## Text shown
VMware Cloud Director integrates with NSX-T to build rich networking topologies and configure advanced network policies in the cloud.
Network Pools
A network pool is a group of undifferentiated networks that is available for use in an organization VDC to create vApp networks and certain types of organization VDC networks. VMware Cloud Director uses network pools to create NAT-routed and internal organization VDC networks and all vApp networks. Network traffic on each network in a pool is isolated at Layer 2 from all other networks.
Each organization VDC in VMware Cloud Director can have one network pool. Multiple organization VDCs can share a network pool. The network pool for an organization VDC provides the networks created to satisfy the network quota for an organization VDC.
Every provider VDC that is backed by NSX-T Data Center includes a Geneve network pool. When you create a provider VDC that is backed by NSX-T Data Center, you can associate that provider VDC with an existing Geneve network pool, or you can create a Geneve network pool for the provider VDC.
VMware Cloud Director Geneve networks provide a number of benefits:
Logical networks spanning Layer 3 boundaries
Logical networks spanning multiple racks on a single Layer 2
Broadcast containment
High performance
Increased scaling (up to 16 million network addresses)
External Networks
A VMware Cloud Director external network provides an uplink interface that connects networks and VMs in the system to a network outside of the system, such as a VPN, a corporate intranet, or the public Internet.
The range of IP addresses defined for the external network are allocated either to an edge gateway or to the VMs that are directly connected to the network. Hence, the IP addresses must not be used outside of VMware Cloud Director.
An external network can be backed by an NSX-T Data Center tier-0 logical router. You can also create an external network that is backed by a VRF-lite tier-0 gateway in NSX-T Data Center. A VRF gateway is created from a parent tier-0 gateway. It has its own routing tables. Multiple VRFs can exist within the parent tier-0 gateway. This allows VDCs to have their own external network without deploying multiple tier-0 gateways.

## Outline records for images

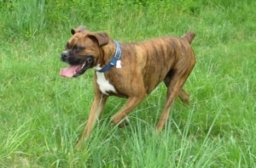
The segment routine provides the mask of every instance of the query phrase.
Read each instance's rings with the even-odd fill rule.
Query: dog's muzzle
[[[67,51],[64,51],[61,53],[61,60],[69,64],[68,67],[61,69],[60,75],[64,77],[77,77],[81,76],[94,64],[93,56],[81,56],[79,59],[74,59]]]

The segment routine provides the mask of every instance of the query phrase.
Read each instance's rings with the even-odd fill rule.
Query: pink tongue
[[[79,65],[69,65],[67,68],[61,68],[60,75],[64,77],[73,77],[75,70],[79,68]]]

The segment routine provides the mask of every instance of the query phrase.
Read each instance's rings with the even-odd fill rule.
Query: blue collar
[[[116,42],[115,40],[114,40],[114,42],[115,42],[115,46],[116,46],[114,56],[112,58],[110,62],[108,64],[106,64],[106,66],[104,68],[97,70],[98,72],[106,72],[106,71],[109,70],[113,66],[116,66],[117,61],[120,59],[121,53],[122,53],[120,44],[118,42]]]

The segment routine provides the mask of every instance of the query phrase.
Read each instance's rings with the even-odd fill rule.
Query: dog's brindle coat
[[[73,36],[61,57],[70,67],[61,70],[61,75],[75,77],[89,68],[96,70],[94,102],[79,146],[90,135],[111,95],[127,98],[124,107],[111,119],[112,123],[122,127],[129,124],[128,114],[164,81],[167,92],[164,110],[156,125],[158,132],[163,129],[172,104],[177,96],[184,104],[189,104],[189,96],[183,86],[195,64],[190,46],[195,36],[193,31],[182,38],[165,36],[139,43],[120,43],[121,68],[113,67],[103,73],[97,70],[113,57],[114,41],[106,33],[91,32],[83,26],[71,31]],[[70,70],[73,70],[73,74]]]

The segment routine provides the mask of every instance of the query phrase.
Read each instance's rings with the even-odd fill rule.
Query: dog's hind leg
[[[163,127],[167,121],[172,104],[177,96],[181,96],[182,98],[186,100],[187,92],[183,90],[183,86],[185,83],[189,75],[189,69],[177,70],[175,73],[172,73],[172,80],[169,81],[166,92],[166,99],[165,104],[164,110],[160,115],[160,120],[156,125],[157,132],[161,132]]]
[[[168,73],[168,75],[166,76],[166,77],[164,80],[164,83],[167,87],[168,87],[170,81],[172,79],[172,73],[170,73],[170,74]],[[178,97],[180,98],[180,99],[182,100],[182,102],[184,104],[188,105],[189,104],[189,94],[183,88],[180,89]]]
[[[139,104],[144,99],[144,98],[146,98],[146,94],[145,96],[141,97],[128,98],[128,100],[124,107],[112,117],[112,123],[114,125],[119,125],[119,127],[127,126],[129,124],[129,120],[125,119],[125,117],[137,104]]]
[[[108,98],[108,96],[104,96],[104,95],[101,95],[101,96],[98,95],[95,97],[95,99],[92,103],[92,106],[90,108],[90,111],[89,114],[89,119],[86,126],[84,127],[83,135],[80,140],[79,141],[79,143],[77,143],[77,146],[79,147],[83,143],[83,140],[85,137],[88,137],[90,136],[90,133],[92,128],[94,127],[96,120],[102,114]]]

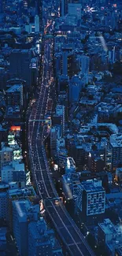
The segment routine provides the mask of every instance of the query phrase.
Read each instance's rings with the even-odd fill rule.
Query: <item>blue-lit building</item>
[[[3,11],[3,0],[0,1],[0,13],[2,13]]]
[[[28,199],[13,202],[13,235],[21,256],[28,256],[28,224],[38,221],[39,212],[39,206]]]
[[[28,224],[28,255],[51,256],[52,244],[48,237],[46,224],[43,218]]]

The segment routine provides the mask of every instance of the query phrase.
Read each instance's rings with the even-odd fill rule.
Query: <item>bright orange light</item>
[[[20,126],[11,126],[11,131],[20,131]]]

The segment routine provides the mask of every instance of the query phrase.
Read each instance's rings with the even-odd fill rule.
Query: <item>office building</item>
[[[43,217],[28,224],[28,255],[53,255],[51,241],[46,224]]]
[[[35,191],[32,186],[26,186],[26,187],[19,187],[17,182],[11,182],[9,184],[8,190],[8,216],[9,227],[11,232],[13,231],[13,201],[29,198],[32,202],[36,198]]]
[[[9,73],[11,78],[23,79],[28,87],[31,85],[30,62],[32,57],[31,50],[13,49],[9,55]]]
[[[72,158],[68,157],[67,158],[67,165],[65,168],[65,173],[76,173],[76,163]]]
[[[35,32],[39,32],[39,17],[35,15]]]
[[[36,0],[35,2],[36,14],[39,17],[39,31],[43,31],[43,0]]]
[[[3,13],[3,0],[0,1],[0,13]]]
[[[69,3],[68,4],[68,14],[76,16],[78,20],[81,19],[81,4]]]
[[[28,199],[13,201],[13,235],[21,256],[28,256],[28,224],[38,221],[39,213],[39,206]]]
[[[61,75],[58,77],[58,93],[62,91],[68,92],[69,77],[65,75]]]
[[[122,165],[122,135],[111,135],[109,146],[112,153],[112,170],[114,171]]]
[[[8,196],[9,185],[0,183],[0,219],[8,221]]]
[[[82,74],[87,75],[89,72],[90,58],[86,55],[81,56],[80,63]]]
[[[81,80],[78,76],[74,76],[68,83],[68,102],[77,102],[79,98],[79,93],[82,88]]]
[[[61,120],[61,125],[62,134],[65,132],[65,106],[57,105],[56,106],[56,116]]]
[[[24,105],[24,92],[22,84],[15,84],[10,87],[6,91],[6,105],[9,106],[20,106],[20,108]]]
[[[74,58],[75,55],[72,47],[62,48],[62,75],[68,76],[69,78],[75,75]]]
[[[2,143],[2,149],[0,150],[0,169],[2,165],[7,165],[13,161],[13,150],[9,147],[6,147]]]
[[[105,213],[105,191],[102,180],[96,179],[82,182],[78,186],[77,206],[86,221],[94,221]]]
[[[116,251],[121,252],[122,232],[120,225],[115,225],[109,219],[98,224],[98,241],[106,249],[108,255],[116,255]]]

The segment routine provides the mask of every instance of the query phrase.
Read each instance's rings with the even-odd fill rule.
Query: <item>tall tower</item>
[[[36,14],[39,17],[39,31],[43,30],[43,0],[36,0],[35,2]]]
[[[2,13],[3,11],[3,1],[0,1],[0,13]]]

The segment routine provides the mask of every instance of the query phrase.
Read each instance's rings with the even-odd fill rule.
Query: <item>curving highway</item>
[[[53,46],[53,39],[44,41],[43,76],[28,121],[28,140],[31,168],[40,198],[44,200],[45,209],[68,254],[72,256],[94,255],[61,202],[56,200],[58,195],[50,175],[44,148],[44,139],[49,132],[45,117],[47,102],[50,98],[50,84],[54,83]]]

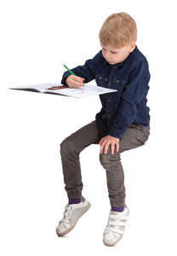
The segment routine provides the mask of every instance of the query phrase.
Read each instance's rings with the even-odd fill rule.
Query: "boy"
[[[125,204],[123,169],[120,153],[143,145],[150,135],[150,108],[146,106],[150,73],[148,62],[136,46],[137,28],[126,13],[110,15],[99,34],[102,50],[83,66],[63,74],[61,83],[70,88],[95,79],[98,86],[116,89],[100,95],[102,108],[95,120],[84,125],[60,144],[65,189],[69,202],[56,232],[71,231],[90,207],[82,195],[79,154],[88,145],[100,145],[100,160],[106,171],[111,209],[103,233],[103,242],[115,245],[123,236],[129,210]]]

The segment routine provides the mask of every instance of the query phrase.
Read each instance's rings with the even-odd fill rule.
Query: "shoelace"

==

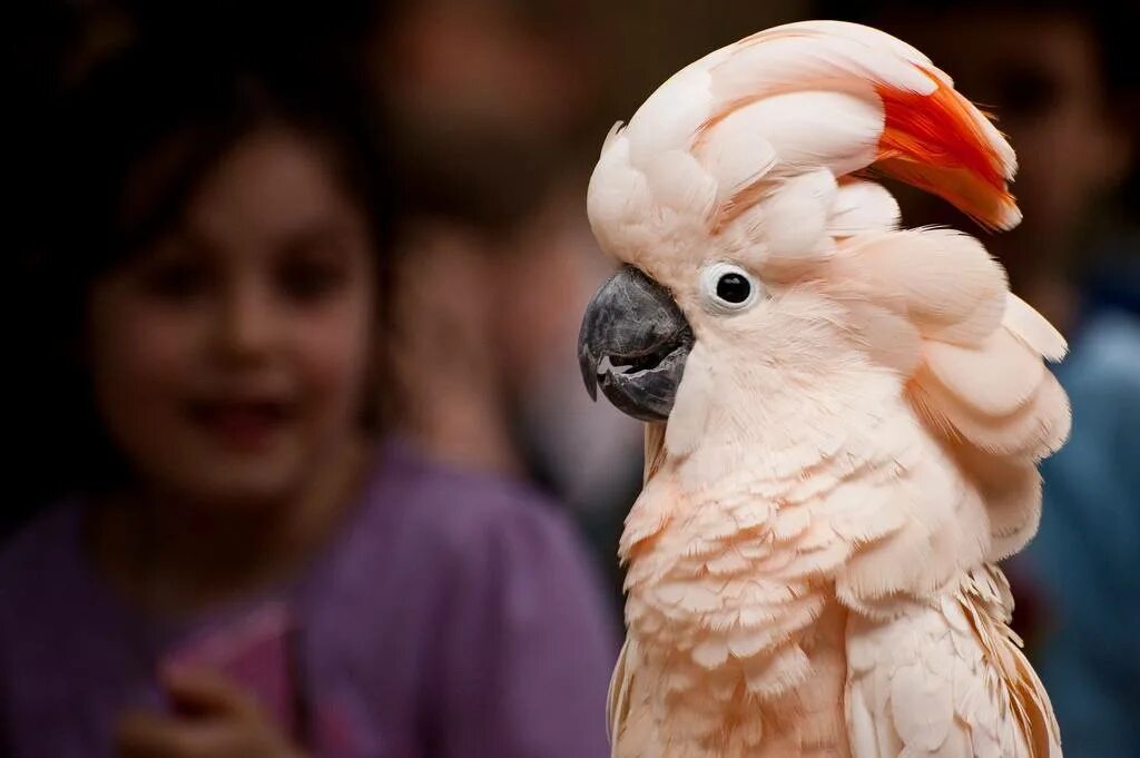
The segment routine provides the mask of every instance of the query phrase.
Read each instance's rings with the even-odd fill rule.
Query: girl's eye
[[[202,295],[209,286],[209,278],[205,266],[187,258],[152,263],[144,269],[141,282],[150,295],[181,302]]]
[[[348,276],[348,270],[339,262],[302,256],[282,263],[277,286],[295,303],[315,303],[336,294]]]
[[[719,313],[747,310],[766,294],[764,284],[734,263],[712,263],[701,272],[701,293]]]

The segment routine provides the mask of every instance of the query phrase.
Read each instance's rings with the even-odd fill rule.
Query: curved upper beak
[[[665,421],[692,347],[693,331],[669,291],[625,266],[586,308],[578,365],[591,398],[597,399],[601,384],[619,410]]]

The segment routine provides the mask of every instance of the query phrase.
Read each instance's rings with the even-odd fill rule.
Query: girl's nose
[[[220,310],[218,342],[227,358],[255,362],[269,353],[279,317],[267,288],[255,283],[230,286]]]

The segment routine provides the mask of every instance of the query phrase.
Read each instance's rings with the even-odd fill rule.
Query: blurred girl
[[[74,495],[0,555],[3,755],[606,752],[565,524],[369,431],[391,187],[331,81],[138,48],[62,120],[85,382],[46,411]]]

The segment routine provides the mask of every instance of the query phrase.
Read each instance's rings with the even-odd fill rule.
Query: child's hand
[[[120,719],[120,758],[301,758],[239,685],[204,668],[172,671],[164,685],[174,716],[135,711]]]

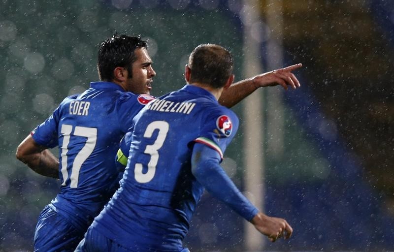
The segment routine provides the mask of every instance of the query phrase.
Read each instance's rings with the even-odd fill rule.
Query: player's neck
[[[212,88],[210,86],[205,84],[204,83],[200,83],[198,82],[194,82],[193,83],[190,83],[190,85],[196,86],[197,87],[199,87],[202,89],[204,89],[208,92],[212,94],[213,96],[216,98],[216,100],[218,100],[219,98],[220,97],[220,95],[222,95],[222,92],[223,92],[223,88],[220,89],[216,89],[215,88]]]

## Task instructions
**a.** Write out the passage of the VMware Cloud Director networking text starting with "VMware Cloud Director integrates" and going on through "an organization VDC.".
**b.** Answer these questions from the VMware Cloud Director networking text:
(i) How many network pools can each organization VDC have?
(ii) Up to how many network addresses does the increased scaling of Geneve networks allow?
(iii) From what is a VRF gateway created?

## Response list
**a.**
VMware Cloud Director integrates with NSX-T to build rich networking topologies and configure advanced network policies in the cloud.
Network Pools
A network pool is a group of undifferentiated networks that is available for use in an organization VDC to create vApp networks and certain types of organization VDC networks. VMware Cloud Director uses network pools to create NAT-routed and internal organization VDC networks and all vApp networks. Network traffic on each network in a pool is isolated at Layer 2 from all other networks.
Each organization VDC in VMware Cloud Director can have one network pool. Multiple organization VDCs can share a network pool. The network pool for an organization VDC provides the networks created to satisfy the network quota for an organization VDC.

**b.**
(i) One.
(ii) Up to 16 million.
(iii) From a parent tier-0 gateway.